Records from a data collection
....

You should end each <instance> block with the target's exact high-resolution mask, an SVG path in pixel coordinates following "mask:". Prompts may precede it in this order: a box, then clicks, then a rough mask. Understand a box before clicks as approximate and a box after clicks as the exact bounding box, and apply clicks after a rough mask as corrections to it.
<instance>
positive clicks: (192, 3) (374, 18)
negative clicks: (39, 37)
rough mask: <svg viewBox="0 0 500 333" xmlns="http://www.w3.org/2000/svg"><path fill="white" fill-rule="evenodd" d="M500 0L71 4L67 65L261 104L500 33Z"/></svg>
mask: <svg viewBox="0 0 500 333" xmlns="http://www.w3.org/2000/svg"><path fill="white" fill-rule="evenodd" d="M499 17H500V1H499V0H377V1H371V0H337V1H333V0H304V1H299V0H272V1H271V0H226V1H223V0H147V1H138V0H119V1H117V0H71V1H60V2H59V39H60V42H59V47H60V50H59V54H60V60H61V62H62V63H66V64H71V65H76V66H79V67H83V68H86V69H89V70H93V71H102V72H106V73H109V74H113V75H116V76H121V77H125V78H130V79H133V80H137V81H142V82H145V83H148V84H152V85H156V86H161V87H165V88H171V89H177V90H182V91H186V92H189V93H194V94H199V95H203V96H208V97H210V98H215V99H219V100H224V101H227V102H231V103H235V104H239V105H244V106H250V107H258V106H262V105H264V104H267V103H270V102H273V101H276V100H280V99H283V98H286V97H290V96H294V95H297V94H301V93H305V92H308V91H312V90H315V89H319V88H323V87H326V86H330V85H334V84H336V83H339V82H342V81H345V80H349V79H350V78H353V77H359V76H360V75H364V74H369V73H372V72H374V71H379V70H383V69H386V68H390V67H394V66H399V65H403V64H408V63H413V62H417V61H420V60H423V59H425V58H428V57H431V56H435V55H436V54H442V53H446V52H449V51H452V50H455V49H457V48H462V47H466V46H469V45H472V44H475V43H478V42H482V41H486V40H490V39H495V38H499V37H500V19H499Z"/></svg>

....

_Exercise prompt_: The records above should be repeated in full, exactly as given.

_Response to this exercise_:
You should end each <instance> block with the target's exact high-resolution mask, an SVG path in pixel coordinates following "mask:". Prompts may precede it in this order: a box, then clicks, then a rough mask. Understand a box before clicks as approximate and a box after clicks as the exact bounding box, and apply clicks after a rough mask as corrections to it.
<instance>
positive clicks: (192, 3) (374, 18)
negative clicks: (39, 37)
rough mask: <svg viewBox="0 0 500 333" xmlns="http://www.w3.org/2000/svg"><path fill="white" fill-rule="evenodd" d="M500 0L71 4L67 65L261 104L500 33Z"/></svg>
mask: <svg viewBox="0 0 500 333" xmlns="http://www.w3.org/2000/svg"><path fill="white" fill-rule="evenodd" d="M499 17H500V1H499V0H377V1H371V0H337V1H333V0H304V1H299V0H272V1H271V0H226V1H223V0H147V1H138V0H119V1H117V0H71V1H60V2H59V39H60V42H59V47H60V50H59V54H60V60H61V62H62V63H66V64H71V65H76V66H79V67H83V68H86V69H89V70H93V71H102V72H106V73H109V74H113V75H116V76H121V77H125V78H130V79H133V80H137V81H142V82H145V83H148V84H152V85H156V86H161V87H165V88H171V89H177V90H182V91H186V92H189V93H194V94H199V95H203V96H208V97H210V98H215V99H219V100H224V101H227V102H231V103H235V104H239V105H244V106H250V107H258V106H262V105H264V104H267V103H270V102H273V101H276V100H280V99H283V98H286V97H290V96H294V95H297V94H301V93H305V92H308V91H312V90H315V89H319V88H323V87H326V86H330V85H334V84H336V83H339V82H342V81H345V80H349V79H350V78H353V77H359V76H360V75H364V74H369V73H372V72H374V71H379V70H383V69H386V68H390V67H394V66H399V65H403V64H408V63H413V62H417V61H420V60H423V59H425V58H428V57H431V56H435V55H436V54H442V53H446V52H449V51H452V50H455V49H457V48H462V47H466V46H469V45H472V44H475V43H478V42H482V41H486V40H490V39H495V38H499V37H500V19H499Z"/></svg>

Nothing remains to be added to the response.